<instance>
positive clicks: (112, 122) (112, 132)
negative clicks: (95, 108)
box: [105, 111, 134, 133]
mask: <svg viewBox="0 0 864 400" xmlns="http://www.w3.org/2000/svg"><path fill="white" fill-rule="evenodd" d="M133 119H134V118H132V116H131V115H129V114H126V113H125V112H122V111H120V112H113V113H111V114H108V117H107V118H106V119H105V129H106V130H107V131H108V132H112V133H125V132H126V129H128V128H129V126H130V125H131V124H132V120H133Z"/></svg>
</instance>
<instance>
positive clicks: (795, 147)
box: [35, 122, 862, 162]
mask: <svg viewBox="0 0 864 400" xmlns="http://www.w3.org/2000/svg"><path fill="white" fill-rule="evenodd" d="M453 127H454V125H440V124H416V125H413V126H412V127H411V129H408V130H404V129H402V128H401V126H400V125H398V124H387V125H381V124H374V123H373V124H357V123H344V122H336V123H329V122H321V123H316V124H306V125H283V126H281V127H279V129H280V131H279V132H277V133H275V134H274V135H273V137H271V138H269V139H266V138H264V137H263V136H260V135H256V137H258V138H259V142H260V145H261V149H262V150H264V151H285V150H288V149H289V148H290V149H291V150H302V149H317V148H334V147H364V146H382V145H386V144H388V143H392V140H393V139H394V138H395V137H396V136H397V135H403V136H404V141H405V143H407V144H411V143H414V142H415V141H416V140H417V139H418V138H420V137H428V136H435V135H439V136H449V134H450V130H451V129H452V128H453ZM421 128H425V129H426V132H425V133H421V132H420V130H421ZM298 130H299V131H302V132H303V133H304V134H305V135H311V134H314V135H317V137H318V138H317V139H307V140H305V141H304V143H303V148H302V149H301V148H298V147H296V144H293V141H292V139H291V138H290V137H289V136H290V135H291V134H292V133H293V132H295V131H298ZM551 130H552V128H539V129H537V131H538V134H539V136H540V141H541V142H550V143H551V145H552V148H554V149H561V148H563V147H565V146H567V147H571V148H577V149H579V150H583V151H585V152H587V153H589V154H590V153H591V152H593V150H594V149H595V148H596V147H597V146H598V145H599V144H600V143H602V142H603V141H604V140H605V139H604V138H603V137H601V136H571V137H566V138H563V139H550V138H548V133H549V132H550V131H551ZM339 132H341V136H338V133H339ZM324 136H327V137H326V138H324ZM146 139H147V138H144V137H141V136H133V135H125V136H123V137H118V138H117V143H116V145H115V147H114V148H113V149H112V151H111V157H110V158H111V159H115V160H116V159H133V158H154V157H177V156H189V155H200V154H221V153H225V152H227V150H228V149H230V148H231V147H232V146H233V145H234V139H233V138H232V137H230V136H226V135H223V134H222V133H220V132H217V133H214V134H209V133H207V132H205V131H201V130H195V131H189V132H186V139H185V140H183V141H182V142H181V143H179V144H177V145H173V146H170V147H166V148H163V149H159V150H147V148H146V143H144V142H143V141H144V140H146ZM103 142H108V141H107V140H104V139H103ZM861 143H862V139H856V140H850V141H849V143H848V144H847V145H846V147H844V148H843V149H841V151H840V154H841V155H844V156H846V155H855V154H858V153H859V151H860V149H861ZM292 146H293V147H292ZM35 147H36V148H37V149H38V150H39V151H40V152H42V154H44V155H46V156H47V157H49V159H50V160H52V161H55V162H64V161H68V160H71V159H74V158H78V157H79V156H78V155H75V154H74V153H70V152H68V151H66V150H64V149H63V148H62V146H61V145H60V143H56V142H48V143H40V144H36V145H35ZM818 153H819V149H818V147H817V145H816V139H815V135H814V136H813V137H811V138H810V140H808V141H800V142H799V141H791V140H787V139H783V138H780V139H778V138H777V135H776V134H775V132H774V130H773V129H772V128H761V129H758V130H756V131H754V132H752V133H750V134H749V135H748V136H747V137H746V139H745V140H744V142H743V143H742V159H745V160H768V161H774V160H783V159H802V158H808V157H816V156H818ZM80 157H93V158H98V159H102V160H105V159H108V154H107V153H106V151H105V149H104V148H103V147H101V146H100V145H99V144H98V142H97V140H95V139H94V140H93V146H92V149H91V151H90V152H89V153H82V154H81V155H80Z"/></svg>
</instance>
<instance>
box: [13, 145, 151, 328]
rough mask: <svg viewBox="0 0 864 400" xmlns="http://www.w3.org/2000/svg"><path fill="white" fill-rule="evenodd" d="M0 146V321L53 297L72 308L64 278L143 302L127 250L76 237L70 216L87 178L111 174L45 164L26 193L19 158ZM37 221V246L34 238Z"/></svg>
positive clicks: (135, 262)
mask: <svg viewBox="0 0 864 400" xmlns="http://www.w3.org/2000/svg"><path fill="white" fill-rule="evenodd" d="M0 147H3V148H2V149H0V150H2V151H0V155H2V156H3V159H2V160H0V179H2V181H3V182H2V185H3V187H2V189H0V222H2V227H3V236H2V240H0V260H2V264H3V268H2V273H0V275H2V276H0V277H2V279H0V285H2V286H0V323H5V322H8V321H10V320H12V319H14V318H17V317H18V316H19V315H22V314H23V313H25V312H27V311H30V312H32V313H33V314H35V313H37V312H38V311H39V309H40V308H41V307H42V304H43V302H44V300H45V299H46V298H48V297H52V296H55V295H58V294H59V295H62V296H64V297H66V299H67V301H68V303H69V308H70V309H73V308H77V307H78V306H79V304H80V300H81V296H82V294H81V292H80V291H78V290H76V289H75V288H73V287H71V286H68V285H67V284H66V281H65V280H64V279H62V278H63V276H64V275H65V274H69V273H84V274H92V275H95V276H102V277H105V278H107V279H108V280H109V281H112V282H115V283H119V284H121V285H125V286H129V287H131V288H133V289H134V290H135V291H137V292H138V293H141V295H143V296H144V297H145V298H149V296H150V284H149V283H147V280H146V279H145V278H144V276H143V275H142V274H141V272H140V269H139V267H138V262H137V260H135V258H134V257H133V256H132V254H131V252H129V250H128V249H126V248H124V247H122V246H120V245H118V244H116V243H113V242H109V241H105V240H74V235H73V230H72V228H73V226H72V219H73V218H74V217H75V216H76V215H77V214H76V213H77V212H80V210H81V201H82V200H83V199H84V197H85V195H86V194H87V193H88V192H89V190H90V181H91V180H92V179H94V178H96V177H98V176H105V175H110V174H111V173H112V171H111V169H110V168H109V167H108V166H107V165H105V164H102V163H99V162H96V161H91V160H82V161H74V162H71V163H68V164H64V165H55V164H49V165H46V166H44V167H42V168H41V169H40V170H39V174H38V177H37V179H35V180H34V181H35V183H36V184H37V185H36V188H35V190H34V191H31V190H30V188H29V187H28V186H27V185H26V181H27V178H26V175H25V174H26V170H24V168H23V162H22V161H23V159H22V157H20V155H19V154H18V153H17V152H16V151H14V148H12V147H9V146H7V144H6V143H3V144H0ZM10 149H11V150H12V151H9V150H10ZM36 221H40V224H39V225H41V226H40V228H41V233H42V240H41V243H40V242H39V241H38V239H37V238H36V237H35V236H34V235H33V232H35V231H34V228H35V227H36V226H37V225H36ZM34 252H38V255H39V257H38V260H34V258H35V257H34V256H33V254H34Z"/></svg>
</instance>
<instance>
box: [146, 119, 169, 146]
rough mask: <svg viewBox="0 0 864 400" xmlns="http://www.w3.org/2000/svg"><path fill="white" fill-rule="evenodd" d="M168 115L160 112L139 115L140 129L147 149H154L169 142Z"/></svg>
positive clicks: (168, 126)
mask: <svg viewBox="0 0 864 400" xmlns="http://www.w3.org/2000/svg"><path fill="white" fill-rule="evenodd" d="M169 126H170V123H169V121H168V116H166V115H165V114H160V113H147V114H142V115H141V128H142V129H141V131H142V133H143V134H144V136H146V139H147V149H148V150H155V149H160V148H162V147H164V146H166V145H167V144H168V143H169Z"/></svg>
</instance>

** What you need to do **
Report how many lines in the entries above contain the word "positive", with case counting, and give only the number.

** Answer for this exercise **
4